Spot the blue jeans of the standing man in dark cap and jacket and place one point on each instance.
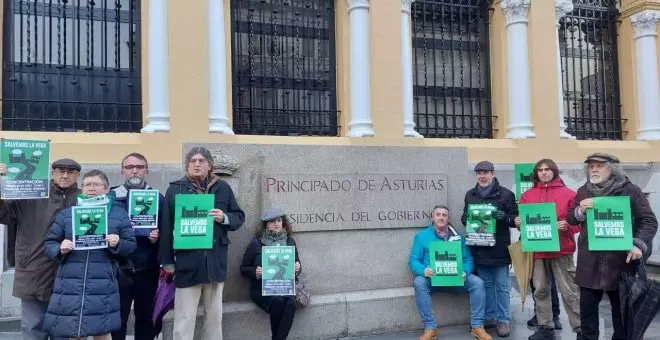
(498, 288)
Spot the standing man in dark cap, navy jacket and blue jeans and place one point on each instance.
(492, 261)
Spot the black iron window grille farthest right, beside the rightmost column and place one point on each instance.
(588, 47)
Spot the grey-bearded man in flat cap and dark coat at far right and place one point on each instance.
(599, 271)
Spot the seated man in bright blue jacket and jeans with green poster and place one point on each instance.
(442, 262)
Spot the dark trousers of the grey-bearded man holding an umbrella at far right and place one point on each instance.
(589, 301)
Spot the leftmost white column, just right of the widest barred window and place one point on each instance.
(158, 117)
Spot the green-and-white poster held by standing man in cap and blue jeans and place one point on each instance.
(480, 225)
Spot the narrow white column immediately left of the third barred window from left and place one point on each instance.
(406, 59)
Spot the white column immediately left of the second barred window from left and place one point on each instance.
(218, 121)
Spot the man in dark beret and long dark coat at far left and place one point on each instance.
(35, 273)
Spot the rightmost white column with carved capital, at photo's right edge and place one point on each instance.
(648, 90)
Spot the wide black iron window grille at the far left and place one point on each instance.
(71, 65)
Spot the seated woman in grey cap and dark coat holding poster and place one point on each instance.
(277, 299)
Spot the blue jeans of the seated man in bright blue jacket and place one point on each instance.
(473, 285)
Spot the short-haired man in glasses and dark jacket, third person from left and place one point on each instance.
(143, 266)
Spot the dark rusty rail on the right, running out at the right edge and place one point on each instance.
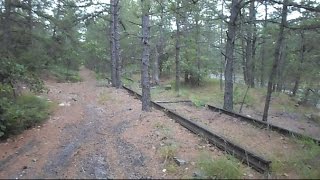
(261, 124)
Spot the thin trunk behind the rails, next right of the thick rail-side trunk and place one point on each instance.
(177, 57)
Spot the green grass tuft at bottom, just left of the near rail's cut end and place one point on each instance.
(225, 167)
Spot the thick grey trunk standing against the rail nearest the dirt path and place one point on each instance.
(145, 83)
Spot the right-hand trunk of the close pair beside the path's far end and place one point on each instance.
(117, 43)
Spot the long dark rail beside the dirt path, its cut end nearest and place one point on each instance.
(245, 156)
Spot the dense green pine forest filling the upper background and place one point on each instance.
(268, 45)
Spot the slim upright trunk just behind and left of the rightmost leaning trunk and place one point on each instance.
(263, 48)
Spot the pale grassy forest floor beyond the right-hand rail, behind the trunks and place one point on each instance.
(282, 113)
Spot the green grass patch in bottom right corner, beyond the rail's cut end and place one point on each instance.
(304, 162)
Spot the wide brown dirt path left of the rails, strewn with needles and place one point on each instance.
(101, 132)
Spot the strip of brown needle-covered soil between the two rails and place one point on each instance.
(266, 143)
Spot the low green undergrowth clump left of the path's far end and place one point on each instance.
(65, 75)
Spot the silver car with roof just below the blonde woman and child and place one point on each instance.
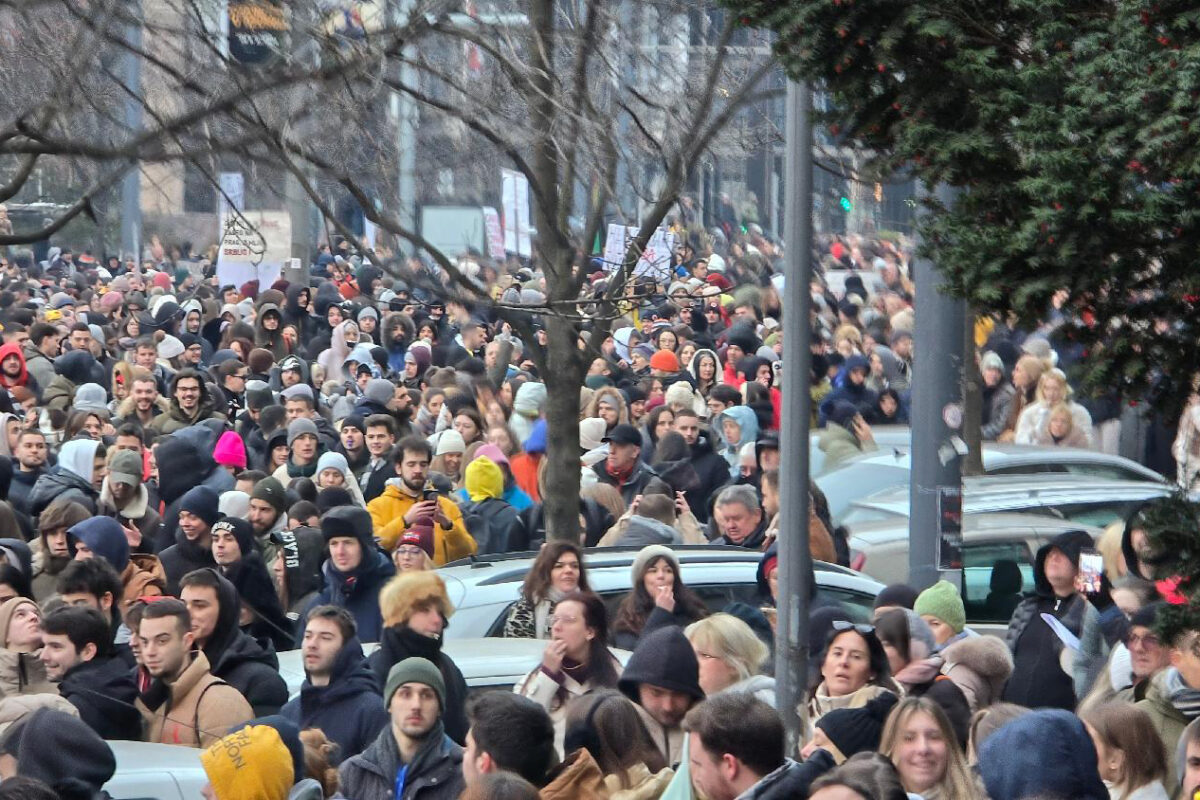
(891, 467)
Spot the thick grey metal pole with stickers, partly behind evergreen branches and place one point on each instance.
(937, 414)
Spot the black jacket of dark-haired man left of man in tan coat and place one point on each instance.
(104, 693)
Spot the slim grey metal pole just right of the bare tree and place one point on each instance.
(795, 562)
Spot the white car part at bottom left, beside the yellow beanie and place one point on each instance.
(152, 771)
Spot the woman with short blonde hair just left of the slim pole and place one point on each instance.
(730, 657)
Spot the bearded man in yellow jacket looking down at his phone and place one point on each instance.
(409, 498)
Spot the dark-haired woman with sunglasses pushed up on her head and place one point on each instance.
(854, 671)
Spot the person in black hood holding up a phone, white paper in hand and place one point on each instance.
(1039, 679)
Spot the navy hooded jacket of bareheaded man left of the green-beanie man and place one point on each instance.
(350, 711)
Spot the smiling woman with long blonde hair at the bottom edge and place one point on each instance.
(922, 747)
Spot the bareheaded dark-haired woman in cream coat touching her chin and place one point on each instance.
(577, 661)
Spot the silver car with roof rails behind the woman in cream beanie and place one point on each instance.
(484, 590)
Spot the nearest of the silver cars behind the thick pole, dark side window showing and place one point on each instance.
(998, 558)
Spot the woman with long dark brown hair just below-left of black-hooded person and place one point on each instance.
(608, 726)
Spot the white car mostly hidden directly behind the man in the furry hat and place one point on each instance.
(485, 664)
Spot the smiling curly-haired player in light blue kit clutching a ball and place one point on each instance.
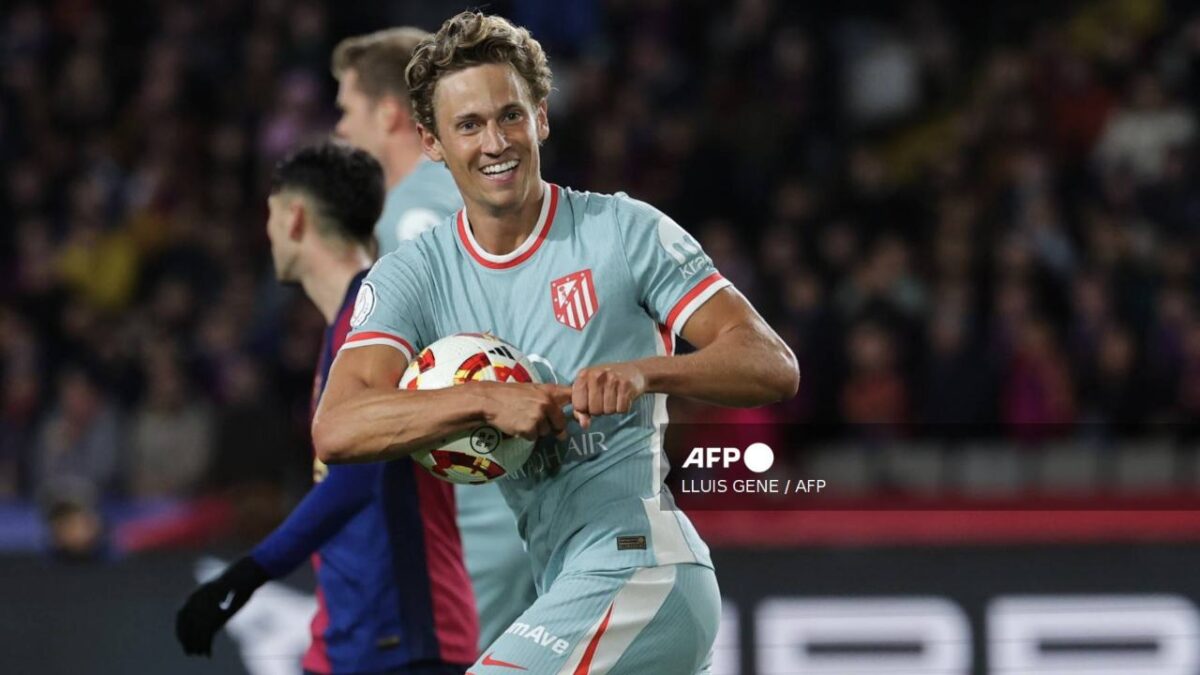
(595, 289)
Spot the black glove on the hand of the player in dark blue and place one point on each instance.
(214, 604)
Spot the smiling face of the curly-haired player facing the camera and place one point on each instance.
(489, 130)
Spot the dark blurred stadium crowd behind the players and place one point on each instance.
(958, 217)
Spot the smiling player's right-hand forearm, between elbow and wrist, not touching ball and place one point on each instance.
(743, 368)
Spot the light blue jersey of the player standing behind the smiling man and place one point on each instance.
(496, 560)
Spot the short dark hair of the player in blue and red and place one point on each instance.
(345, 183)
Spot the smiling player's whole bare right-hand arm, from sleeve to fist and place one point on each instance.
(740, 361)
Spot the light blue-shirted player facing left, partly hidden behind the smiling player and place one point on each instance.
(377, 117)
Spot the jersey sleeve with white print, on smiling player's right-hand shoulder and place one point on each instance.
(673, 274)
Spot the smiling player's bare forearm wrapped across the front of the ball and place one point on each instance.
(375, 426)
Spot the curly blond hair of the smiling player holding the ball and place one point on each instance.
(475, 39)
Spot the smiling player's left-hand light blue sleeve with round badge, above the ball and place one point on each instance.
(389, 309)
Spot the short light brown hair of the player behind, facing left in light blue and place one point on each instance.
(379, 61)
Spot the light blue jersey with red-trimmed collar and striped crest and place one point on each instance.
(601, 279)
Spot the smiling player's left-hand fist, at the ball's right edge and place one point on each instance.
(526, 410)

········

Your task:
What is needed here is an exact transcription of every record above, with images excluded.

Result:
Spot the blue jeans of the standing man in dark cap and jacket and place one point on each instance.
(498, 288)
Spot the standing man in dark cap, navy jacket and blue jeans and place one point on each instance.
(492, 261)
Spot the black iron window grille farthest right, beside the rightmost column and place one point on each instance.
(588, 47)
Spot the grey-bearded man in flat cap and dark coat at far right and place one point on each instance.
(599, 271)
Spot the seated man in bright blue jacket and jeans with green poster and place one point on each instance.
(442, 262)
Spot the dark trousers of the grey-bearded man holding an umbrella at far right and place one point on each instance.
(589, 301)
Spot the leftmost white column, just right of the widest barred window and place one point on each instance.
(158, 117)
Spot the green-and-white poster held by standing man in cap and blue jeans and place one point on each instance.
(480, 225)
Spot the narrow white column immediately left of the third barred window from left and place one point on each instance.
(406, 59)
Spot the white column immediately left of the second barred window from left and place one point on each instance.
(218, 121)
Spot the man in dark beret and long dark coat at far left and place one point on each instance.
(35, 273)
Spot the rightmost white column with carved capital, at photo's right edge and place one point on each instance.
(648, 90)
Spot the wide black iron window grille at the far left and place one point on each instance.
(71, 65)
Spot the seated woman in grey cap and dark coat holding poster and place one point on each instance.
(277, 299)
Spot the blue jeans of the seated man in bright blue jacket and place one point on each instance.
(473, 285)
Spot the short-haired man in glasses and dark jacket, third person from left and place one point on each instance.
(143, 266)
Spot the dark rusty rail on the right, running out at the right edge and place one point on each instance.
(261, 124)
Spot the thin trunk behind the rails, next right of the thick rail-side trunk and place one point on each instance.
(177, 57)
Spot the green grass tuft at bottom, just left of the near rail's cut end and place one point on each instance.
(225, 167)
Spot the thick grey trunk standing against the rail nearest the dirt path and place one point on each instance.
(145, 83)
Spot the right-hand trunk of the close pair beside the path's far end and place one point on each instance.
(117, 43)
Spot the long dark rail beside the dirt path, its cut end nearest and place one point on each instance.
(245, 156)
Spot the dense green pine forest filling the upper background and place one point on each instance.
(268, 45)
Spot the slim upright trunk just behind and left of the rightmost leaning trunk and place one point on each instance.
(263, 48)
Spot the pale grassy forest floor beyond the right-hand rail, behind the trunks and place one point on each instance.
(282, 113)
Spot the green grass patch in bottom right corner, beyond the rail's cut end and place one point on each instance.
(304, 162)
Spot the wide brown dirt path left of the rails, strewn with needles and place one point on each instance.
(101, 132)
Spot the strip of brown needle-covered soil between the two rails and place one point on each instance.
(266, 143)
Spot the low green undergrowth clump left of the path's far end and place one point on each instance.
(65, 75)
Spot the silver car with roof just below the blonde woman and child and place one point on each instance.
(891, 467)
Spot the thick grey metal pole with stickers, partly behind evergreen branches and place one point on each instance.
(937, 414)
Spot the black jacket of dark-haired man left of man in tan coat and place one point on each instance.
(104, 693)
Spot the slim grey metal pole just right of the bare tree and place one point on each instance.
(795, 562)
Spot the white car part at bottom left, beside the yellow beanie and place one point on each instance.
(152, 771)
Spot the woman with short blonde hair just left of the slim pole and place one point on each instance.
(730, 657)
Spot the bearded man in yellow jacket looking down at his phone and place one point on each instance.
(409, 498)
Spot the dark-haired woman with sunglasses pushed up on her head and place one point on each instance.
(854, 671)
Spot the person in black hood holding up a phone, white paper in hand and place one point on each instance.
(1039, 679)
Spot the navy hooded jacket of bareheaded man left of the green-beanie man and place one point on each instance.
(350, 711)
Spot the smiling woman with long blonde hair at the bottom edge and place one point on each instance.
(922, 747)
Spot the bareheaded dark-haired woman in cream coat touching her chin and place one point on each instance.
(577, 661)
Spot the silver car with roof rails behind the woman in cream beanie and place one point on each instance.
(484, 590)
Spot the nearest of the silver cars behind the thick pole, dark side window showing and place one point on each instance.
(998, 558)
Spot the woman with long dark brown hair just below-left of black-hooded person and place one point on each instance.
(608, 726)
Spot the white car mostly hidden directly behind the man in the furry hat and place one point on each instance.
(485, 664)
Spot the smiling curly-haired player in light blue kit clutching a ball and place one point on each instance.
(595, 289)
Spot the black glove on the hand of the player in dark blue and place one point on each instance.
(214, 604)
Spot the smiling face of the curly-haired player facing the camera and place one point on each instance.
(489, 130)
Spot the dark blurred stadium crowd behind the players and place one point on each instance.
(958, 217)
Spot the smiling player's right-hand forearm, between elbow and wrist, not touching ball and place one point on each instance.
(743, 368)
Spot the light blue jersey of the player standing behind the smiling man and place one point on each instance.
(496, 560)
Spot the short dark hair of the player in blue and red and place one point on each instance.
(345, 183)
Spot the smiling player's whole bare right-hand arm, from sleeve to fist and place one point on each instance.
(740, 361)
Spot the light blue-shirted player facing left, partly hidden behind the smiling player and place one point on each instance.
(377, 117)
Spot the jersey sleeve with white print, on smiling player's right-hand shoulder and place one point on each instance.
(673, 274)
Spot the smiling player's bare forearm wrapped across the front of the ball and place one point on each instance.
(375, 426)
Spot the curly blond hair of the smiling player holding the ball and place one point on each instance.
(475, 39)
Spot the smiling player's left-hand light blue sleeve with round badge, above the ball and place one point on each instance.
(389, 309)
Spot the short light brown hair of the player behind, facing left in light blue and place one point on each instance.
(379, 61)
Spot the light blue jersey with red-trimmed collar and striped crest and place one point on each instance.
(601, 279)
Spot the smiling player's left-hand fist, at the ball's right edge and place one point on each instance.
(526, 410)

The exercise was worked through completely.